YOUR OBJECTIVE: Your output should repeat each record below with no differences.

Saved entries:
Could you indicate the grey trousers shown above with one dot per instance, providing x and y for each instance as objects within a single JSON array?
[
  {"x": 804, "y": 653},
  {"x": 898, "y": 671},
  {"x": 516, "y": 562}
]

ANSWER TO THE EXERCISE:
Could you indicate the grey trousers shown above with one dot per instance, providing x and y for each instance as objects within a single JSON array?
[
  {"x": 804, "y": 653},
  {"x": 898, "y": 671},
  {"x": 516, "y": 562}
]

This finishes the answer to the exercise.